Any list of most influential and greatest anime will inevitably feature one name above all others. Some have favourites that supersede it (indeed, I myself do) but no other film can claim as singular an impact on bringing Japanese animation to the west. That film is Akira.
For the uninitiated, the dystopian sci fi epic Akira takes place in the mesmeric post-event world of Neo-Tokyo – it concerns two teenage bike-gang members who are dropped into a world of sinister government conspiracies and disturbing psychic powers. A recent cinema screening of the 2016 remaster gave me a chance to revisit this animation spectacle and I found myself almost bowled over by its quality, in a way that did not occur when I first saw it.
There’s no doubt that one reason the film improves on subsequent viewings is because, bereft of the expectation of story, it cannot possibly disappoint. I recall my initial exposure and being struck that content had clearly been cut – it was the only explanation for the major lapses in narrative logic. The leap made between Tetsuo’s insecure psychic initiation and his sudden overwhelming urge to fight the elusive Akira is given little context, and similarly, Kei’s rapidly escalating role comes across as a deus ex machina that doesn’t actual fix any plot points. Indeed, of the 2000+ pages of the manga (which was unfinished when the film was produced) a horrific amount of content never made it in. Readers of the manga will find a radically different and expanded story on the page.

Photo-based referring expression data:
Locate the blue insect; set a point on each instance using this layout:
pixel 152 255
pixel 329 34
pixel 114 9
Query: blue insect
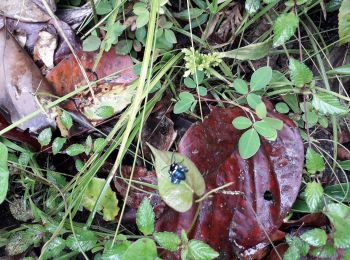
pixel 177 172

-- ACTIVITY 1 --
Why did the writer of the Akira piece conclude on first viewing that content had been cut from the film?
-- ACTIVITY 2 --
Could you go on with the Akira piece, starting after its last sentence?

-- ANSWER BOX 1 --
The writer saw major lapses in narrative logic and decided that cut content was the only explanation for them. Examples include the leap from Tetsuo's insecure psychic initiation to his sudden urge to fight Akira with little context, and Kei's rapidly escalating role, which comes across as a deus ex machina.

-- ANSWER BOX 2 --
A flawed masterpiece that changed the face of animation and cinema more widely
For all the issues with the heavily abridged non-plot, Akira is still the film that broke anime into the western markets. The biggest factor in this was the sheer quality of the production. The West had been without major animation landmarks for some time (Disney having been at the tail end of its creative drought at the time) and most imported anime was of low production quality. Cost-cutting was the order of the day. Then along came Katsuhiro Otomo. Approached by several financial backers and entertainment companies, manga-author Otomo was given the biggest budget of any anime production ever helmed and he negotiated for sole creative oversight – writing and directing the adaptation of his own work.
Off the back of the 1.1 billion yen provided for the film, Otomo pre-recorded the dialogue so he could animate to match the script, produced huge detailed images for the gorgeous backgrounds, and avoided the notorious choppy animation style of most Japanese works by producing more than 150,000 cells to create hyper-fluid movement. He even indulged in pioneering computer technology to plot the vectors of objects in motion and to accurately construct parallax views in his landscapes. There had been nothing on this scale of ambition in animated cinema when it was released in 1988. And that’s to say nothing of Akira not fitting with the mainstream conception of cartoons.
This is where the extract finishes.